[Rows from a pointing dataset]
----------------

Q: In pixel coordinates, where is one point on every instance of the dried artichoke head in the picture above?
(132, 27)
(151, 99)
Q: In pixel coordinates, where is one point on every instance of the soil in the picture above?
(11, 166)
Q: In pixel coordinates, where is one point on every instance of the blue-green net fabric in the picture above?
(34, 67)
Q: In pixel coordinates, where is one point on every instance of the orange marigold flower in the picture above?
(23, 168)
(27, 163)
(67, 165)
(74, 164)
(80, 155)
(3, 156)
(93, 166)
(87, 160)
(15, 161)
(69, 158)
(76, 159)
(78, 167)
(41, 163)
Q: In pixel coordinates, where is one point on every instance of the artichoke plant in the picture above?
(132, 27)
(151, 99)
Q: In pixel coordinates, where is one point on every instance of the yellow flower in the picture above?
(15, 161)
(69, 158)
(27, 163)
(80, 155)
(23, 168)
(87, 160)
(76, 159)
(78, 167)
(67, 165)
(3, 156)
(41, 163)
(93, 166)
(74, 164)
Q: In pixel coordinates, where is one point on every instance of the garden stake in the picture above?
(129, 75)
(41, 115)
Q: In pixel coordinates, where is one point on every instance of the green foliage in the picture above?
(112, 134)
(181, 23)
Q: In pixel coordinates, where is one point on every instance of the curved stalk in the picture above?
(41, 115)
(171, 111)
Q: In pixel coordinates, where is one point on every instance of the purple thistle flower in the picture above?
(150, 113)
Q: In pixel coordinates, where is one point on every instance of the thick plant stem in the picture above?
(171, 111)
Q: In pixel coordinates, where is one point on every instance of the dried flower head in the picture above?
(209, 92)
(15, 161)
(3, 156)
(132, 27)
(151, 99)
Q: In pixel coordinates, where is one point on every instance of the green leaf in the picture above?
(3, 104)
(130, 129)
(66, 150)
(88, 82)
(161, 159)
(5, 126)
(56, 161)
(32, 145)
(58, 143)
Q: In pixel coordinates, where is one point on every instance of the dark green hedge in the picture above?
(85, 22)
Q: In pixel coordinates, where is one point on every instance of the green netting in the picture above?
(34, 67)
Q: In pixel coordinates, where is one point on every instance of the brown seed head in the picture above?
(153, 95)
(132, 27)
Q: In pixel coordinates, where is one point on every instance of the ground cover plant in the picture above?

----------------

Task to carry out: Extract the full listing above without altering anything.

Solution to the exercise:
Q: In pixel coordinates, where is one point on every instance of the dried artichoke head in the picture above?
(132, 27)
(151, 99)
Q: In pixel coordinates, where is one point on every instance of the soil in the picture above?
(11, 166)
Q: In pixel coordinates, where is one point on every instance of the blue-green net fabric in the picture above?
(34, 67)
Q: In pixel coordinates, where is one point on every instance of the orange marigold flower in the picture above?
(23, 168)
(27, 163)
(67, 165)
(74, 164)
(80, 155)
(3, 156)
(93, 166)
(87, 160)
(15, 161)
(69, 158)
(76, 159)
(78, 167)
(41, 163)
Q: In pixel coordinates, where is one point on every instance of the artichoke plant in the picture above?
(132, 27)
(151, 99)
Q: In pixel coordinates, where is one point on every instance of the yellow flower in the picture above?
(15, 161)
(69, 158)
(27, 163)
(80, 155)
(23, 168)
(87, 160)
(76, 159)
(78, 167)
(67, 165)
(3, 156)
(41, 163)
(93, 166)
(74, 164)
Q: In pixel coordinates, where is one point on every instance of the garden stake in the picture above?
(129, 75)
(41, 115)
Q: In pixel coordinates, where is one point on every instance of the green foliage in the picture above?
(112, 134)
(181, 23)
Q: In pixel coordinates, where is one point on every instance of the curved stalk in the picture above?
(41, 115)
(171, 111)
Q: In pixel coordinates, where is one point on every instance of the purple thistle flower in the picture above?
(150, 113)
Q: In pixel coordinates, where is one point on every instance of the thick plant stem in the picture above?
(171, 111)
Q: In pixel coordinates, where is one point on every instance of the dried flower head in the picture above?
(209, 92)
(15, 161)
(3, 156)
(132, 27)
(151, 99)
Q: In pixel coordinates, where is one point on every instance of the green leaf in the picture above?
(3, 104)
(130, 129)
(66, 150)
(88, 82)
(161, 159)
(5, 126)
(56, 161)
(32, 145)
(58, 143)
Q: In pixel coordinates, where is one point on every instance of the dark green hedge in the picture above?
(85, 22)
Q: In pixel coordinates, where is one point on every instance of the green netting in the picture above?
(34, 67)
Q: In pixel coordinates, where is one point on every instance of the brown seed head in the picture above?
(153, 95)
(132, 27)
Q: In pixel coordinates, where is one point on every instance of the ground cover plant in the picture above?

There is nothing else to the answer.